## Start EXCERPTED PASSAGE

As per claim 10: Rao ‘208 in view of Huang ‘822, and further in view of Kenefick ‘409 discloses all limitations of claim 8, as stated above, from which claim 10 is dependent upon. Furthermore, Rao ‘208 discloses:
wherein the trained malware classification machine learning model is not executed until after the first malware classification output is generated (the supplemental ML model is executed after the incumbent ML model in response to a determination that the classification output from the incumbent ML model is within the activation range [Rao ‘208, ¶¶80, 82-83; Fig.8]).
As per claim 11: Rao ‘208 in view of Huang ‘822, and further in view of Kenefick ‘409 discloses all limitations of claim 8, as stated above, from which claim 11 is dependent upon. Rao ‘208 in view of Huang ‘822 does not explicitly disclose the limitations of claim 11. Kenefick ‘409, however, discloses:
wherein a first node of the one or more nodes of the vantage-point tree is generated from malware code (the blacklist database 180 is comprised of hash values of known malicious sequences, where these hash values are organized into a tree structure such that each node in the tree represents a hash value generated from a known malicious API call sequence [Kenefick ‘409, Col.5 lines 25-41; Fig.4]).
Rao ‘208 (modified by Huang ‘822) and Kenefick ‘409 are analogous art because they are from the same field of endeavor, namely that of classification of malicious code. Prior to the effective filing date of the claimed invention, it would have been obvious to one of ordinary skill in the art, having the teachings of Rao ‘208 (modified by Huang ‘822) and Kenefick ‘409 before them, to modify the system in Rao ‘208 (modified by Huang ‘822) to include the teachings of Kenefick ‘409, namely to implement the vantage-point tree of the first-stage classification process such that nodes in the tree are generated from known malicious code, as disclosed in Kenefick ‘409. A motivation for doing so would be to enable fast similarity-based comparison of an unknown sample against a database of known malicious behaviors, such that a match within a distance threshold indicates the unknown sample is likely malicious (see Kenefick ‘409, Col.5 lines 25-41).

## End EXCERPTED PASSAGE

** WRITTEN EXERCISE 1 **
Filter the records down to the lines that contain the string "metal", treating uppercase and lowercase as different.
The text and the records come from unrelated sources.

## Start LISTING

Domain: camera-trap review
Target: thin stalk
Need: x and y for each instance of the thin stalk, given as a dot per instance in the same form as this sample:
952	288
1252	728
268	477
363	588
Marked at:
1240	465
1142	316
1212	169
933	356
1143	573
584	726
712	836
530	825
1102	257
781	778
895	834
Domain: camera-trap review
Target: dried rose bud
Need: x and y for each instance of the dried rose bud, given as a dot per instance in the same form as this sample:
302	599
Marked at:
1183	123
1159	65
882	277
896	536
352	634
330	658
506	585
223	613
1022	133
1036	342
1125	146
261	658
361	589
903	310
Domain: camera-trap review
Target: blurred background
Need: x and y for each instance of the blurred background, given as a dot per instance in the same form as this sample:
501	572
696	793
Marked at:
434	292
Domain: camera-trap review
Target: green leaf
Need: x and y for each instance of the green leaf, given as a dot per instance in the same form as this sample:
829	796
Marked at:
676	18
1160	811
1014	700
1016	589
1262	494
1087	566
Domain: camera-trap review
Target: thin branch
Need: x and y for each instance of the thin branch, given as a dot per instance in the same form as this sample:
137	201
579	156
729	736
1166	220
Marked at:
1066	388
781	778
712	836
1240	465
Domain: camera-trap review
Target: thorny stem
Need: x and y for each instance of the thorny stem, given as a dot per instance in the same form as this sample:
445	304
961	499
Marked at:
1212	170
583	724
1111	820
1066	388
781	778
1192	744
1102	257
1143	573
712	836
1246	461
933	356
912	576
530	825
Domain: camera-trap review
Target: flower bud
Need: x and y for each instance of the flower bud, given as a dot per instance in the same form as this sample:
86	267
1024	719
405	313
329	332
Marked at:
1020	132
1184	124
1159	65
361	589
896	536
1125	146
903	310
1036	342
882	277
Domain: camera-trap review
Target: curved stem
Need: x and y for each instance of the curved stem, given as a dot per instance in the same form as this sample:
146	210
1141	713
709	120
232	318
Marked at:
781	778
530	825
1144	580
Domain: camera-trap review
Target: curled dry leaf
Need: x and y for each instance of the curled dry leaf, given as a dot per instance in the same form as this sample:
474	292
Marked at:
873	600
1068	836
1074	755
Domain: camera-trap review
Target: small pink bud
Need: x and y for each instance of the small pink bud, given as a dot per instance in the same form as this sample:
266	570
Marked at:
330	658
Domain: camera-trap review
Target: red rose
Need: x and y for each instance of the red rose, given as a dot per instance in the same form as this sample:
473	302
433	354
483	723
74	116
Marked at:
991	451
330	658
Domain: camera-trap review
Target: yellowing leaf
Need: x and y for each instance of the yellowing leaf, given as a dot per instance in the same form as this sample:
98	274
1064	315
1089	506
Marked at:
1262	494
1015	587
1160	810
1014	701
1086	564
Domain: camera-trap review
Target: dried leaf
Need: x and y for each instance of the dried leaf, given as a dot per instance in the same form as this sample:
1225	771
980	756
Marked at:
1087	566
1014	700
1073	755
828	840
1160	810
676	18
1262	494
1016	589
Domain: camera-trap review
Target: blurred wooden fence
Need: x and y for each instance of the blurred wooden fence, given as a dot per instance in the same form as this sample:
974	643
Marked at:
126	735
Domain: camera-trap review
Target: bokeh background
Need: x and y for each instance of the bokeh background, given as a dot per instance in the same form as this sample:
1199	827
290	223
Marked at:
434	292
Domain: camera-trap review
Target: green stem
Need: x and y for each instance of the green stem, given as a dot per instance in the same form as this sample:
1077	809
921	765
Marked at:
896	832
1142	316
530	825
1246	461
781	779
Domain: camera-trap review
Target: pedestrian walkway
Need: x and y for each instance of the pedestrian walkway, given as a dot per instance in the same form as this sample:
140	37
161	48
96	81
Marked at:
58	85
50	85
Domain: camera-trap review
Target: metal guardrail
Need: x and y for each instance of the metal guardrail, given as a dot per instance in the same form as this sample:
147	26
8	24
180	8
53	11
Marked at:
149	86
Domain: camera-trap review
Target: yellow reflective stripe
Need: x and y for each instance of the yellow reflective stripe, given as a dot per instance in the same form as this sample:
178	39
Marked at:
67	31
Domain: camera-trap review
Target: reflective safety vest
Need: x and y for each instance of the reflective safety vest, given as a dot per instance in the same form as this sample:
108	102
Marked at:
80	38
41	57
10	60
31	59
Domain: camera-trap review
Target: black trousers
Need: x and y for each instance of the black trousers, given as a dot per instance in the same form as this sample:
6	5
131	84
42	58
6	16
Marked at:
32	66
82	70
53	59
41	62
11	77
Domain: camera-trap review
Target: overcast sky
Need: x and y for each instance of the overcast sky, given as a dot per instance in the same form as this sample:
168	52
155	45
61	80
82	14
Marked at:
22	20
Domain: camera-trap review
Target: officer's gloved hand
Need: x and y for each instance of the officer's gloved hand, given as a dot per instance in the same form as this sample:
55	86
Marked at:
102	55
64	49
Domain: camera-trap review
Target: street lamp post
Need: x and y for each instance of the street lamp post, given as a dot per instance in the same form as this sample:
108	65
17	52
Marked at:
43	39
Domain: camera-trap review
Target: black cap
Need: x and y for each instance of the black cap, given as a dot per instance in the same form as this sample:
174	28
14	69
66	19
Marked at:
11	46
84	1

## End LISTING

** WRITTEN EXERCISE 2 **
In the claim analysis, what is blacklist database 180 made up of?

** RIGHT ANSWER 1 **
Target: metal guardrail
Need: x and y for each instance of the metal guardrail, given as a dot per instance in the same form as this sample:

** RIGHT ANSWER 2 **
Hash values of known malicious sequences.